(THE INPUT begins)

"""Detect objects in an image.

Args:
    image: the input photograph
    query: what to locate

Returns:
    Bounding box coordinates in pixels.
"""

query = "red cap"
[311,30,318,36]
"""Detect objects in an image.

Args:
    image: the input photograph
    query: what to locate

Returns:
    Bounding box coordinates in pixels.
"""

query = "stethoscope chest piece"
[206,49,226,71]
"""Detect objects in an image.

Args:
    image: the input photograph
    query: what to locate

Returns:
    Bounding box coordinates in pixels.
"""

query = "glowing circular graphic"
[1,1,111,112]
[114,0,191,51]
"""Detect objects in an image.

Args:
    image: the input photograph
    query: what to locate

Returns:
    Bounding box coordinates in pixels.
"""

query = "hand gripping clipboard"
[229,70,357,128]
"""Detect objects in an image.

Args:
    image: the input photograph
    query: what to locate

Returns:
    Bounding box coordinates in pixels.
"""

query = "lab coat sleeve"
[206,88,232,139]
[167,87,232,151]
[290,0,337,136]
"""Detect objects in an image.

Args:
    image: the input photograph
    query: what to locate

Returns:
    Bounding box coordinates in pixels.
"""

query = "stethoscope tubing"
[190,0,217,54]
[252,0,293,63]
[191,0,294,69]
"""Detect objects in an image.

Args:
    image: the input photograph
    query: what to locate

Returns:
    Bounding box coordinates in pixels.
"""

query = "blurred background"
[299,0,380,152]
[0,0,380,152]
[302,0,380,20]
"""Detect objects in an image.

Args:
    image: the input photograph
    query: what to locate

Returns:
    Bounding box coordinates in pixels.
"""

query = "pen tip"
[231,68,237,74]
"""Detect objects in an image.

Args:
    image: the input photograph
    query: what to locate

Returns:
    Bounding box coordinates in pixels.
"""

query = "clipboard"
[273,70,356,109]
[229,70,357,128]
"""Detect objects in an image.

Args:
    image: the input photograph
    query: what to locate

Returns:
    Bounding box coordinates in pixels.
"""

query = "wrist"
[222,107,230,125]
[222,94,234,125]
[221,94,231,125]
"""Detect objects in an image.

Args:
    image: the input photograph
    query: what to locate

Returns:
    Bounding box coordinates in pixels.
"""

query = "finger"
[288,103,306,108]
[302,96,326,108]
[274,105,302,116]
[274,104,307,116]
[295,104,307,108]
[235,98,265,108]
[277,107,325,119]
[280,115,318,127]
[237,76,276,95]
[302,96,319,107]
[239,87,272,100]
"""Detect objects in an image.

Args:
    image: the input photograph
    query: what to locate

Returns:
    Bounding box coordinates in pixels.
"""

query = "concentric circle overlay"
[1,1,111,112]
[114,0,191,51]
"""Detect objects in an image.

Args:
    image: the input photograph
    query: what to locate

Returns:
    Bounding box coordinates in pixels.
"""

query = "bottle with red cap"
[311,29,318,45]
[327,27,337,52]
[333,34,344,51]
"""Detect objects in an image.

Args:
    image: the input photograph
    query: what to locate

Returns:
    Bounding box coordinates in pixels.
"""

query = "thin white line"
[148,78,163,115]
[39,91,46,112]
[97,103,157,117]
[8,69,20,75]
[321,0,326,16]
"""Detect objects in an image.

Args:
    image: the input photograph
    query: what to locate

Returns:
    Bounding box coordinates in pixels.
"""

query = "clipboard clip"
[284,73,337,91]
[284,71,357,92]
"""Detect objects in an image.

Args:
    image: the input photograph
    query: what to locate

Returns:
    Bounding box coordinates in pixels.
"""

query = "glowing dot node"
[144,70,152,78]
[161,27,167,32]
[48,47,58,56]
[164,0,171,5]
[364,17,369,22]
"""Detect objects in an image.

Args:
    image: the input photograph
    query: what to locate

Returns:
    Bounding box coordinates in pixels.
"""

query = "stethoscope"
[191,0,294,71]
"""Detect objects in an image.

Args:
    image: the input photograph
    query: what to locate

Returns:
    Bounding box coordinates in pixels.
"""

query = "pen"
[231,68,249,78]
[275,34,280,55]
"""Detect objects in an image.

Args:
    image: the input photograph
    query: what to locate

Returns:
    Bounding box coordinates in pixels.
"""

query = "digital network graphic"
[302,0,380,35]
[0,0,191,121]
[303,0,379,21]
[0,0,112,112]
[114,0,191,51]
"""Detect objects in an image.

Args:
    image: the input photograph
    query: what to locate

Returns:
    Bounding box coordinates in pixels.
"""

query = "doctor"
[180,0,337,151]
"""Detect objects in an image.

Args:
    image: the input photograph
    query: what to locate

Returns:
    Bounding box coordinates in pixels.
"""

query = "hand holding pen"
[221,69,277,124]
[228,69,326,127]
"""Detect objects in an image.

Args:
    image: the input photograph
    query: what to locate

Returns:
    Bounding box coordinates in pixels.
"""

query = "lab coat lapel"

(THE INPUT ends)

Return all data verbatim.

"""Detect objects in an image.

Args:
    image: the input photograph
    query: what to locate

Returns:
    Bounding box coordinates in pixels.
"""

query = "red cap"
[311,30,318,36]
"""Detect objects in an image.

Args:
    image: the input photograph
    query: what to locate

Returns:
    Bounding box coordinates in pixels.
"""

query = "stethoscope chest piece"
[206,49,226,71]
"""Detect objects in an image.

Args:
    image: the input photograph
    query: what to locate

Returns:
    Bounding box coordinates in pixels.
"""

query = "glowing circular graphic"
[1,1,111,112]
[114,0,191,51]
"""Detect objects in an image.

Args:
    image: the input photograph
    query: what to locate

Returns:
    Bounding box coordinates in pixels.
"""

query = "hand gripping clipboard"
[229,70,357,128]
"""Detect objects in an image.

Args:
    image: the input photograph
    query: what to locate

Returns:
    Bounding box coordinates in pixels.
"""

query = "lab coat sleeve"
[206,88,232,139]
[167,87,232,151]
[290,0,337,136]
"""Detect objects in an image.

Args:
    image: the input photograph
    query: what to locate

Returns:
    Bounding box coordinates in pixels.
"""

query = "stethoscope tubing"
[190,0,217,54]
[252,0,293,63]
[191,0,294,69]
"""Detect objects in an image.

Args:
    image: the input photograph
    query: what to locate

Returns:
    Bounding box coordinates in pixels.
"""

query = "blurred background"
[299,0,380,152]
[0,0,380,152]
[302,0,380,20]
"""Detect objects in an image.

Args:
    image: the input photograph
    query: what to locate

Returns:
    Bounding box coordinates in pixels.
"""

query = "pen tip"
[231,68,237,74]
"""Detect objects in an image.

Args:
    image: the input photograph
    query: what to locate

Returns:
    Bounding box coordinates in pixels.
"""

query = "clipboard"
[273,70,356,109]
[229,70,357,128]
"""Detect objects in an image.

Args:
    image: the input photograph
    query: what to locate

Returns:
    Bounding box coordinates in pixels.
"""

query = "wrist"
[222,107,230,125]
[222,94,234,125]
[221,94,231,125]
"""Detect objects in an image.

Args:
    image: the input photograph
    query: what to locate

Returns:
    Bounding box coordinates in pixels.
"""

query = "finger"
[288,103,306,108]
[302,96,326,108]
[274,105,302,116]
[274,104,307,116]
[295,104,307,108]
[235,98,265,108]
[277,107,325,119]
[280,115,318,127]
[237,76,276,95]
[302,96,319,107]
[239,87,272,100]
"""Detect objects in an image.

Args:
    image: the input photograph
    query: what to locate

Returns:
    Bounding box coordinates in pixels.
"""

query = "concentric circle overlay"
[1,1,111,112]
[114,0,191,51]
"""Detect objects in an image.

Args:
    image: the input photograph
    query: what to locate

Returns:
    Bounding box coordinates in pixels.
"""

query = "bottle with red cap"
[311,29,318,45]
[327,27,337,52]
[333,34,344,51]
"""Detect objects in an image.

Args:
    image: the input photograph
    query: what to locate

Returns:
    Bounding box coordinates in pixels.
"""

query = "thin white line"
[148,78,163,115]
[39,91,46,112]
[97,103,157,117]
[8,69,20,75]
[321,0,326,16]
"""Detect objects in an image.

Args:
    image: the input photograph
    query: what to locate

Returns:
    Bounding box coordinates in pixels.
"""

query = "clipboard clip"
[284,73,337,91]
[284,71,357,92]
"""Detect objects in an image.

Args:
    image: the input photograph
    query: what to locate

Returns:
    Bounding box coordinates in pixels.
"""

query = "glowing dot node"
[144,70,152,78]
[161,27,167,32]
[48,47,58,56]
[164,0,171,5]
[364,17,369,22]
"""Detect objects in an image.

Args:
    image: the input photograph
    query: what to locate

Returns:
    Bounding box coordinates in pixels.
"""

query = "stethoscope"
[191,0,294,71]
"""Detect objects in an image.

Args:
    image: the input photograph
    query: what to locate

Returns:
    Bounding box coordinates in pixels.
"""

query = "pen"
[231,68,249,78]
[275,34,280,55]
"""Detect objects in an image.

Args:
    image: the input photograph
    query: what to locate

Returns:
    Bounding box coordinates in pixels.
"""

query = "digital network graphic"
[302,0,380,35]
[0,0,191,121]
[303,0,379,21]
[0,0,112,112]
[114,0,191,51]
"""Detect objects in an image.

Args:
    image: the input photograph
    query: what to locate

Returns:
    Bounding box coordinates in pixels.
"""

query = "doctor"
[180,0,337,151]
"""Detect objects in an image.

Args:
    image: the input photograph
    query: what to locate

Returns:
    Bounding box coordinates in pixels.
"""

query = "hand holding pen"
[221,69,277,124]
[228,69,326,127]
"""Detect objects in an image.

Args:
    image: the input photograph
    query: what to locate

Returns:
    Bounding box coordinates in pixels.
"""

query = "lab coat lapel"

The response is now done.